SOURCE PASSAGE.
· · ·

Re: Journal of Internet Disasters

14 Nov 1998

      On Fri, 13 Nov 1998, Michael Dillon wrote:
...
...
- f.root-servers.net and NSI's servers reacted differently.  What
  are the differences between them (BIND versions, in-house source
  code changes, operating systems/run-time libraries/compilers)
Whatever was causing the Internic link to be congested could have
disrupted NSI's server. Wasn't vixie's server acting properly by answering
lame for the zones it could not retrieve? It seems like all the problems
revolve around NSI's server and network. Vixie's problems were merely a
symptom. On the other hand, I would classify the inability of AXCFR to
transfer the zone as a weakness in BIND that could be addressed.
Additionally, since it is known that zone transfers require a certain
amount of bandwidth, Vixie could improve his operations by implementing a
system that monitors the bandwidth with pathshow prior to intiating AXFR.
Also, he could monitor the progress of the AXFR and also alarm if it was
taking too long. This would have allowed a fallback to ftp sooner and
operationally, such a fallback might even be something that could be
automated. Of course, none of this means Vixie was at fault and I'd argue
that NSI is at fault for not being able to detect the problem
sooner and not being able to swap in a backup server sooner. Vixie knows
that he is one of 13 root nameservers. But NSI knows that they are the one
and only master root nameserver which puts more responsibility on them.
There have been no even remotely logical claims that f.root-servers.net
caused any problems at all.  If Paul's server had been working correctly
and had transferred the zone properly, the impact of NSI's screwups would
have been almost exactly the same.

What you are discussing is a problem, but not "the" problem and not a
problem that causes a significant impact over the short term.

It is important to keep that clear in messages; NSI has already spread
enough lies, so any confusion about the issue isn't wise.

· · ·

DATA SEGMENT.

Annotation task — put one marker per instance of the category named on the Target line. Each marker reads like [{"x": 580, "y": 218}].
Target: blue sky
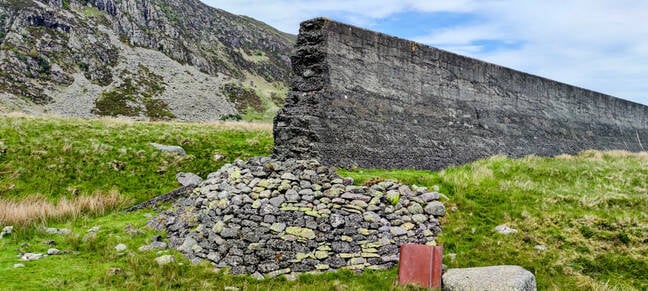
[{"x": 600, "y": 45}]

· · ·

CHECK YOUR UNDERSTANDING.
[1] Using the root nameserver message above, decide whether each statement agrees with it. Answer yes or no for each, and quote the words from the root nameserver message that decide it.
(a) Vixie's problems are called only a symptom.
(b) Vixie is blamed for the trouble.
(c) Zone transfers are said to need a certain amount of bandwidth.
[2] Write the next part of the root nameserver message, starting right after its last sentence.

RESULTS OF THE EXERCISE.
[1]
(a) Yes: "Vixie's problems were merely a symptom."
(b) No: "none of this means Vixie was at fault"
(c) Yes: "it is known that zone transfers require a certain amount of bandwidth"

[2]
In fact, the fact that at least three of NSI's servers were giving false
NXDOMAINs isn't really the issue either, from nanog's perspective.  It
needs to be figured out, is a major problem in BIND, etc. but isn't
necessarily something they could have or should have been able to prevent
before it happened: that is very difficult to figure out from the outside,
and I can certainly imagine situations where, despite the best operations
anywhere, they could not predict such things.

The big issue that needs to be addressed is why the heck it took NSI over
two hours after they were notified to fix it, especially in the middle of
the day, and why the didn't have any automated system that detected it and
notified them in minutes.  Whatever the exact problem was is important and
needs to be addressed, but addressing each instance is pointless without
knowing why NSI's operations procedures are so flawed.  In fact, they are
so flawed that the VP of engineering either had no idea what was going on
or chose to lie.

The problem is that NSI currently has no accountability (not even to their
customers), and doesn't even make a token effort to followup to their
screwups.

The organization that controls the root nameservers should have one of the
best operations departments, not one of the worst.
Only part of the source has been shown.